* To do: Give the lines of the records below as a JSON list of strings, one string per line, with blank lines left out. Cover all the records, and keep the pictures out of the answer.

[Rows from a pointing dataset]
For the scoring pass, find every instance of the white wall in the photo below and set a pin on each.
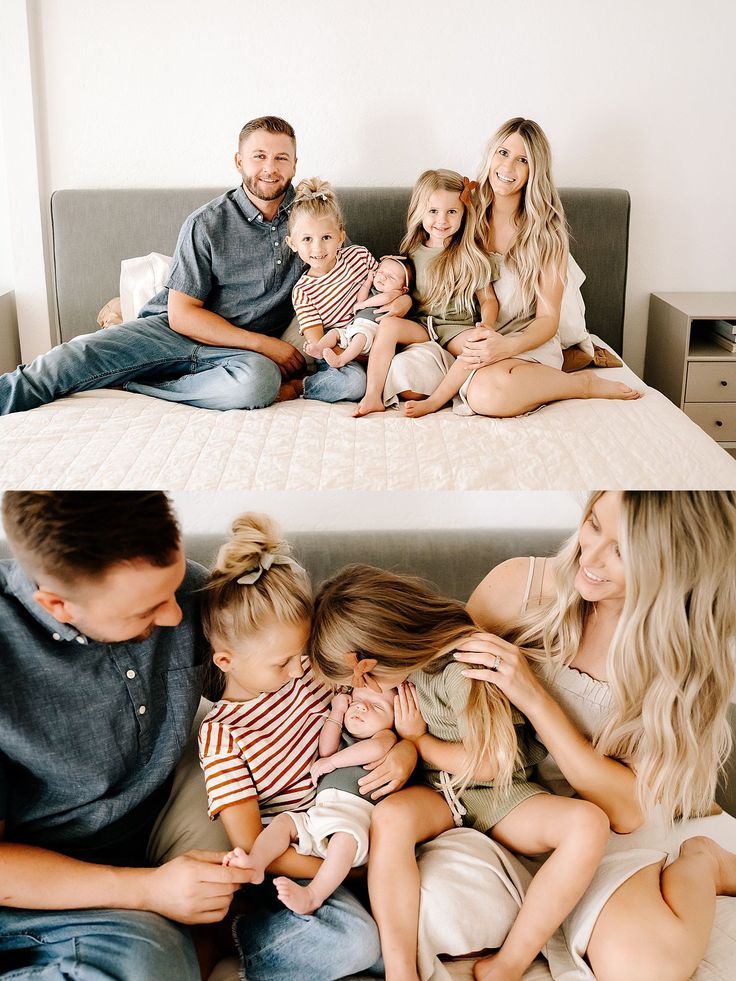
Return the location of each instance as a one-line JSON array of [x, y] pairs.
[[632, 94]]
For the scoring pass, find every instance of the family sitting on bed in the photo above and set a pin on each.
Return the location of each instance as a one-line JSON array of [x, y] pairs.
[[484, 275], [378, 705]]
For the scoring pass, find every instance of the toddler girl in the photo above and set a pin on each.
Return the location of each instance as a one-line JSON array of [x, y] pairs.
[[260, 739], [476, 752], [453, 277]]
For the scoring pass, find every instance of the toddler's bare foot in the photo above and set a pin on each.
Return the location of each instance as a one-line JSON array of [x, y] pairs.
[[290, 390], [369, 405], [602, 388], [240, 859], [725, 862], [299, 899]]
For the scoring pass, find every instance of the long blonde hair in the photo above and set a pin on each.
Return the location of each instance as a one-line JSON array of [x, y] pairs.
[[315, 198], [541, 241], [462, 267], [402, 623], [232, 609], [671, 660]]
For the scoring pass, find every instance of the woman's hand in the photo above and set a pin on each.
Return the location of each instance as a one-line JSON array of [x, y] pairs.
[[486, 346], [390, 773], [504, 665]]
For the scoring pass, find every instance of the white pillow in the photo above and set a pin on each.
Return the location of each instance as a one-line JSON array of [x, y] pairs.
[[140, 279]]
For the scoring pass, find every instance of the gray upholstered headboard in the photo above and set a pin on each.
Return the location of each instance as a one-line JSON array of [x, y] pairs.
[[93, 230]]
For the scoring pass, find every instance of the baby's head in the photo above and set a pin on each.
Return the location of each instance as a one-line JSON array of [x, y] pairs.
[[369, 712], [256, 612], [393, 273]]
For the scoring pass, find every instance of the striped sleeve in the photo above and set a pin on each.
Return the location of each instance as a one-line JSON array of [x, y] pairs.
[[227, 777]]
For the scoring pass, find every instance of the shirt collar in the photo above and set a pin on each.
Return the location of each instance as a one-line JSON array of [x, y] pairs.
[[252, 213], [23, 589]]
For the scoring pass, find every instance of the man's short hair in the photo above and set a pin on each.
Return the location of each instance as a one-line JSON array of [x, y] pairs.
[[80, 534], [272, 124]]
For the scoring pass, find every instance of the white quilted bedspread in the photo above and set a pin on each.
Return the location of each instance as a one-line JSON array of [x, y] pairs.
[[115, 439]]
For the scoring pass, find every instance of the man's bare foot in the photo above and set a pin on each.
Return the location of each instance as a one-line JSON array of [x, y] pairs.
[[240, 859], [332, 359], [491, 968], [290, 390], [725, 861], [369, 405], [602, 388], [299, 899]]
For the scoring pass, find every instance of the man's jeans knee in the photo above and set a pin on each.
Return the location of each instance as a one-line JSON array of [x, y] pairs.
[[94, 945]]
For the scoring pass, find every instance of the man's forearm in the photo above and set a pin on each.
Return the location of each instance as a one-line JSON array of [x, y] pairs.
[[35, 878]]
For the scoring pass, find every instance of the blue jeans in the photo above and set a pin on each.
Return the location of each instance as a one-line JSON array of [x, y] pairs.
[[94, 945], [340, 938], [146, 356]]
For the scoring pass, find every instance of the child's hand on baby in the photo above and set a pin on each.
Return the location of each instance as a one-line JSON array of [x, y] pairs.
[[408, 720]]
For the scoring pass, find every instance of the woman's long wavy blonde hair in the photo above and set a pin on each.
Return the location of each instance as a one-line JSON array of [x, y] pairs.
[[231, 610], [541, 242], [462, 268], [406, 626], [671, 660]]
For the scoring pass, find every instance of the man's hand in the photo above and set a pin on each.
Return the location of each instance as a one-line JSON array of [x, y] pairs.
[[290, 361], [193, 888]]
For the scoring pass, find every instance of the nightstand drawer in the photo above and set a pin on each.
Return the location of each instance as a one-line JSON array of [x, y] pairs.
[[711, 381], [718, 419]]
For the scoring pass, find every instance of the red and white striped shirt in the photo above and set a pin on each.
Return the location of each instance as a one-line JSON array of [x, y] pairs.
[[264, 748], [327, 301]]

* Result for this exercise:
[
  "For the scoring pass, find every instance of the white wall in the photo below and set a pin on each.",
  "Return the location of each instance as a one-line JSON array of [x, y] pairs.",
  "[[632, 94]]",
  "For the scoring pass, find every instance of the family sitting on bed in the photo above and set a pin on each.",
  "Return the location of each instance as a one-line JSON array of [x, y] pairs.",
  "[[484, 275], [378, 705]]",
  "For the scoring pass, find every instance of the toddler girl in the photo above and set a pin on each.",
  "Return the location of each instance as a one-line JSON array of [x, y] pairs.",
  "[[260, 739], [476, 752], [453, 277]]",
  "For the scoring pass, find every instance of the toddler's bare foot in the photo above and set a pin on each.",
  "Return the location of each instance as a one-line JSON array of [x, y] pairs.",
  "[[290, 390], [369, 405], [602, 388], [240, 859], [725, 862], [299, 899]]",
  "For the scoring pass, find every instance of the long blonde hair in the photo above and set a pin on each.",
  "Return the location of each instance as a one-line JSON array of [x, y] pairs.",
  "[[315, 198], [541, 241], [462, 267], [402, 623], [232, 609], [671, 660]]",
  "For the scoring pass, find every instance of the woman's hand in the photo above and set a pin on each.",
  "Return the location of each instance as a one-line JSON array of [x, y] pairs.",
  "[[486, 346], [390, 773], [504, 665]]",
  "For the scoring pass, find every instance of the white pillow in the photo above and set a pin on each.",
  "Return the location of each instance as a one-line JSON array of [x, y] pairs.",
  "[[140, 279]]",
  "For the scoring pass, find every instance of the gray upholstered headboard in the photo above and set a pin on each.",
  "Return the location of each instance as a one-line JSON array of [x, y] pairs.",
  "[[93, 230]]",
  "For the scoring pass, find every instance of the baby's head in the photo above and set a pin on each.",
  "Return the location of each instance as a one-line JSON array of [x, y] pairs.",
  "[[369, 712], [256, 612], [393, 273]]",
  "For the scoring pass, find every instance of the striped sleeve in the photo above and set a pin on each.",
  "Return the location of each instance as a one-line JSON array of [x, y] pairs.",
  "[[227, 777]]",
  "For the scoring pass, find every instance of the shirt collar in the photo above and set a pin on each.",
  "Return the location of each instance as a one-line JSON array of [x, y] pairs.",
  "[[252, 213], [23, 589]]",
  "For the scoring pass, find every instance of the man's short hair in the photo above and set a pin on each.",
  "Return the location of each instance as a one-line JSON array of [x, y] pairs.",
  "[[80, 534], [272, 124]]",
  "For the scoring pass, find every instance of the white quilted bedspread in the photo above and set a pin on each.",
  "Return the location of each instance as a one-line JSON array of [x, y] pairs.",
  "[[115, 439]]",
  "For the scoring pass, find every instance of the man's bare foot in the photo above and set a pin on each.",
  "Return the location of each instance as a one-line JSON array of [x, y] pairs.",
  "[[240, 859], [332, 359], [491, 968], [290, 390], [725, 861], [369, 405], [602, 388], [299, 899]]",
  "For the scoring pass, find every instance of the man's jeans knee in the photo above and set a pin on each.",
  "Return the location of each instance as a one-line JSON array of [x, y] pairs.",
  "[[94, 945]]",
  "For the scoring pass, find every instance of the man's forearm in the photo above and set a pin on each.",
  "Return the location of each instance as a one-line JSON array of [x, y] pairs.",
  "[[35, 878]]",
  "For the scoring pass, find every instance of the blue jeans in the photo above and set a pin on each.",
  "Return the location of each instance as a one-line JSON array of [x, y] pairs.",
  "[[94, 945], [340, 938], [146, 356]]",
  "For the scoring pass, find every instance of the child's hand on baby in the photo above and set a pin on each.",
  "Return the location of each instance as a one-line JSON array of [x, y] pairs.",
  "[[408, 720]]",
  "For the scoring pass, find every instance of the woman's long wavy blonde hair in the photo above and set a pin on each.",
  "Return the location of each instance as a one-line JSON array of [x, y] pairs.",
  "[[231, 610], [541, 242], [462, 268], [406, 626], [671, 660]]",
  "For the scoring pass, find every instance of the man's hand in the photo above and set a pin on each.",
  "Return the location of each instance as a one-line JSON array of [x, y] pairs.",
  "[[290, 361], [193, 888]]",
  "For the scoring pass, find every instance of the nightstand drawer in the photo above and set a pin on each.",
  "Return the location of each instance as a one-line JSON array of [x, y] pairs.",
  "[[711, 381], [718, 419]]",
  "For the scoring pass, find every instance of the red and white striped shirt in the photo above and set a pin on each.",
  "Return the location of each instance as a one-line JSON array of [x, y] pairs.",
  "[[264, 748], [327, 301]]"
]